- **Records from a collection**
★ ★ ★ ★ ★
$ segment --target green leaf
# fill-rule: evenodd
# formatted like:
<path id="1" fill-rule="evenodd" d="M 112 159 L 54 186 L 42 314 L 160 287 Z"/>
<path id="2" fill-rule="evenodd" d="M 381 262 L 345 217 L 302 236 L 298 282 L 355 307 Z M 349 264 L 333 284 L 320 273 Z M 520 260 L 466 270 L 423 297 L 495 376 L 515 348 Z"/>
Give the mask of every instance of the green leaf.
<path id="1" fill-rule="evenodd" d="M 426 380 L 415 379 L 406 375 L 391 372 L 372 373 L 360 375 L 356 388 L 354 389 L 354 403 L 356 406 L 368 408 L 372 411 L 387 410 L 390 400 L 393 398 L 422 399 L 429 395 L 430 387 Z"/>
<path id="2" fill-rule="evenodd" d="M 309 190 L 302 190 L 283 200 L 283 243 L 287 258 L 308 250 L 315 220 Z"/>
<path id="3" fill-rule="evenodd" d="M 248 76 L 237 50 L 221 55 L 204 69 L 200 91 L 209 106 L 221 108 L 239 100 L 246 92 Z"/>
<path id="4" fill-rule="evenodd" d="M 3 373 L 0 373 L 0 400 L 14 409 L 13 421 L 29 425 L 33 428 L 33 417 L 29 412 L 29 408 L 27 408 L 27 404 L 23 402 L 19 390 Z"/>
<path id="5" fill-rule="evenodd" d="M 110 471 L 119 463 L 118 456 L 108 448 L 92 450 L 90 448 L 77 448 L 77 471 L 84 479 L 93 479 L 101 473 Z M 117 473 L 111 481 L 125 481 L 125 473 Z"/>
★ ★ ★ ★ ★
- **Task requirements**
Write out every line of the data exactly, leaving nothing out.

- **Response below**
$ segment --target green leaf
# fill-rule: evenodd
# formatted like:
<path id="1" fill-rule="evenodd" d="M 112 159 L 54 186 L 42 314 L 160 287 Z"/>
<path id="2" fill-rule="evenodd" d="M 381 262 L 345 217 L 302 236 L 298 282 L 355 307 Z M 349 264 L 333 284 L 320 273 Z M 520 260 L 466 270 L 423 297 L 495 376 L 515 348 Z"/>
Give the mask of every instance of the green leaf.
<path id="1" fill-rule="evenodd" d="M 426 380 L 415 379 L 406 375 L 391 372 L 372 373 L 360 375 L 356 388 L 354 389 L 354 403 L 356 406 L 368 408 L 372 411 L 387 410 L 390 400 L 393 398 L 422 399 L 429 395 L 430 387 Z"/>
<path id="2" fill-rule="evenodd" d="M 309 190 L 302 190 L 283 200 L 283 243 L 287 258 L 308 250 L 315 220 Z"/>
<path id="3" fill-rule="evenodd" d="M 248 76 L 237 50 L 221 55 L 204 69 L 200 91 L 209 106 L 221 108 L 239 100 L 246 92 Z"/>
<path id="4" fill-rule="evenodd" d="M 3 373 L 0 373 L 0 400 L 14 409 L 13 421 L 29 425 L 33 428 L 33 417 L 29 412 L 29 408 L 27 408 L 27 404 L 23 402 L 19 390 Z"/>
<path id="5" fill-rule="evenodd" d="M 110 471 L 119 463 L 118 456 L 108 448 L 92 450 L 90 448 L 77 448 L 77 471 L 84 479 L 93 479 L 101 473 Z M 117 473 L 111 481 L 125 481 L 125 473 Z"/>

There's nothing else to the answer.